◆ **Document**:
━━━━

While Preseault v. ICC did not give the results we wanted, we will have to live with the decision until Congress changes the law. In the last fifteen years citizens and groups have been lobbying Congress and state legislatures to not pass laws that abrogate private property rights as they pertain to reversionary property rights or any property right. Near the end of this article is a list of court cases that have restored the property rights to right of way abutters. While all the cases have not been won, there is hope on the horizon.

NARPO will work with any property owner or groups of property owners to further the preservation of Constitutional rights. Our funds come from donations from property owners around the country and grants from a few corporations and national and state organizations. The U. S. Court of Federal Claims was to be the relief available to property owners if reversionary rights had disappeared because of a rails to trail conversion. The Federal Court of Claims, on May 22, 2002 in Preseault v. U.S., ruled once and for all that the reversionary property owner will get just compensation from the federal government for a rails to trails conversion. Preseault was awarded over $1.5 million for damages to his property and attorney fees accumulated fighting the government. The Federal Court of Claims is an option, but for small property owners it is not a viable option due to court costs. To overcome the cost factor attorneys in Kansas City are filing class action lawsuits in each state and or on each rail trail.

Congress and local political action are the only available relief other than going to the Federal Court of Claims. Freedom of Information Act (FOIA) requests at the local and federal level can also go a long way towards knowing what your political opposition is trying to do to you. Great progress has been made lately in educating and influencing Congress and some state legislatures in how they conceive the laws they pass.

━━━━

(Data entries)
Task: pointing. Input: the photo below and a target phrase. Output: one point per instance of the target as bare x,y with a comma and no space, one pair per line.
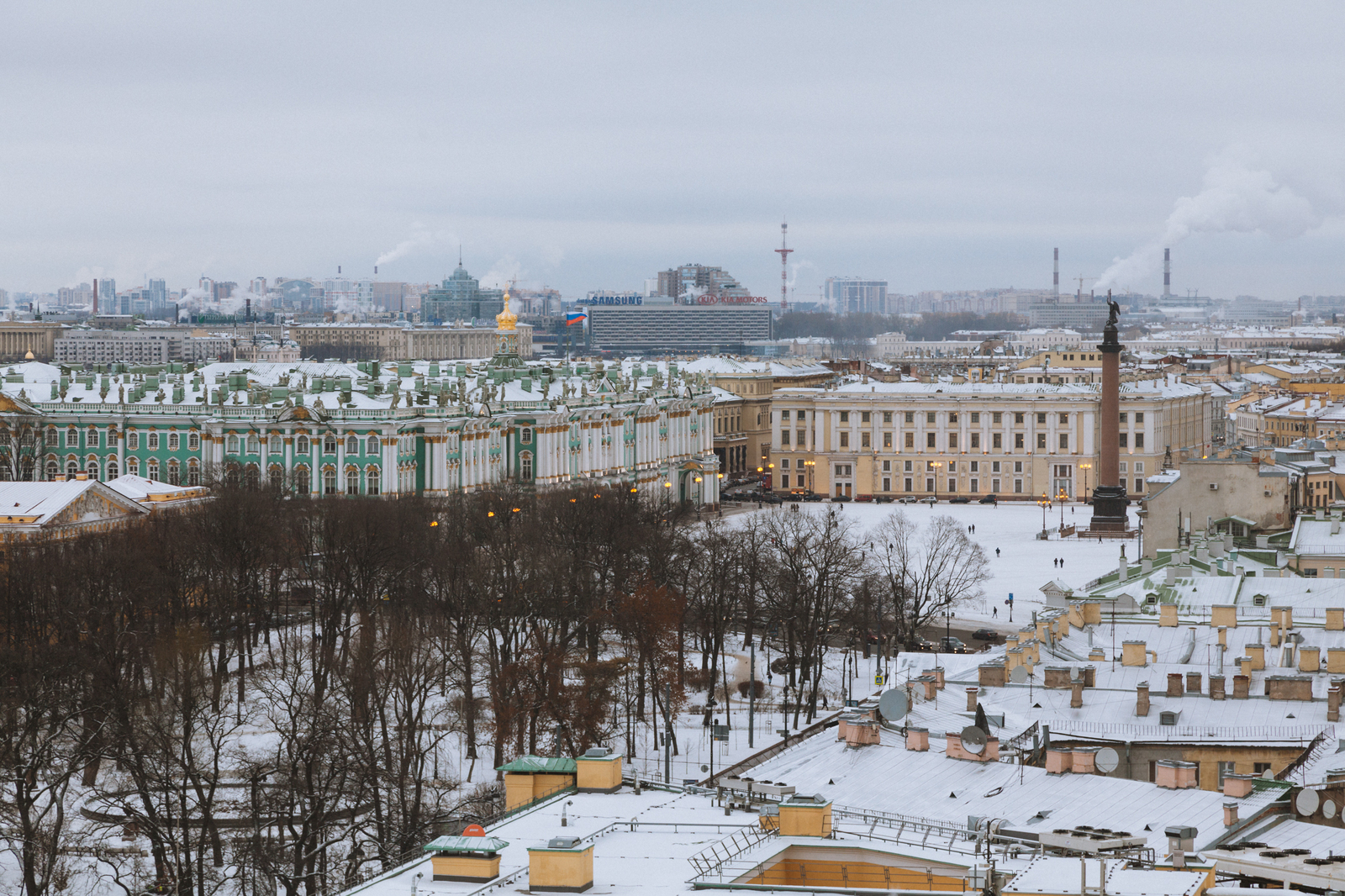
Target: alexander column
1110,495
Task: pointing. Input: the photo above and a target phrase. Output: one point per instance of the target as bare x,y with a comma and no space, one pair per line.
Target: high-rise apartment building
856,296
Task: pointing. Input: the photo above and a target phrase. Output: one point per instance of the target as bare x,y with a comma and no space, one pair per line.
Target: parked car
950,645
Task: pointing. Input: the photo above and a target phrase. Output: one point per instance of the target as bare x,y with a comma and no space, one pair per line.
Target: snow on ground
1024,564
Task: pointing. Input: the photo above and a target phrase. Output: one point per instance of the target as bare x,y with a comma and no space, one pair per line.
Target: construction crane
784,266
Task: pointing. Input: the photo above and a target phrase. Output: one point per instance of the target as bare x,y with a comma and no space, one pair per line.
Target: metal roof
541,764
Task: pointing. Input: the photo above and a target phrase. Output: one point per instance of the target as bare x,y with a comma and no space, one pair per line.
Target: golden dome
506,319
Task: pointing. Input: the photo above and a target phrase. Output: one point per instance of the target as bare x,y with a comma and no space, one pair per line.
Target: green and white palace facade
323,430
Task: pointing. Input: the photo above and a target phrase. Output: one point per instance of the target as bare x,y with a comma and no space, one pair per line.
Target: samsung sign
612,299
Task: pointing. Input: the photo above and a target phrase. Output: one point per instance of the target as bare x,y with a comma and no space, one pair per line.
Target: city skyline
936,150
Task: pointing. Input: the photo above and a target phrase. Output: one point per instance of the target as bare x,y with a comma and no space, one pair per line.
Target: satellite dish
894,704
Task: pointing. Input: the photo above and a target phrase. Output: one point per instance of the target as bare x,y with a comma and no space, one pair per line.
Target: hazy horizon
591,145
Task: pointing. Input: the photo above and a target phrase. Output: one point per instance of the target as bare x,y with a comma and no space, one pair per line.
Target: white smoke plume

━━━━

◆ **Written tasks**:
(a) According to the passage on rail trail property rights, on what date did the Federal Court of Claims rule in Preseault v. U.S.?
(b) Transcribe the portion of the passage on rail trail property rights starting with "While Preseault v." and going on through "on the horizon.".

◆ **Answers to the problems**:
(a) May 22, 2002.

(b)
While Preseault v. ICC did not give the results we wanted, we will have to live with the decision until Congress changes the law. In the last fifteen years citizens and groups have been lobbying Congress and state legislatures to not pass laws that abrogate private property rights as they pertain to reversionary property rights or any property right. Near the end of this article is a list of court cases that have restored the property rights to right of way abutters. While all the cases have not been won, there is hope on the horizon.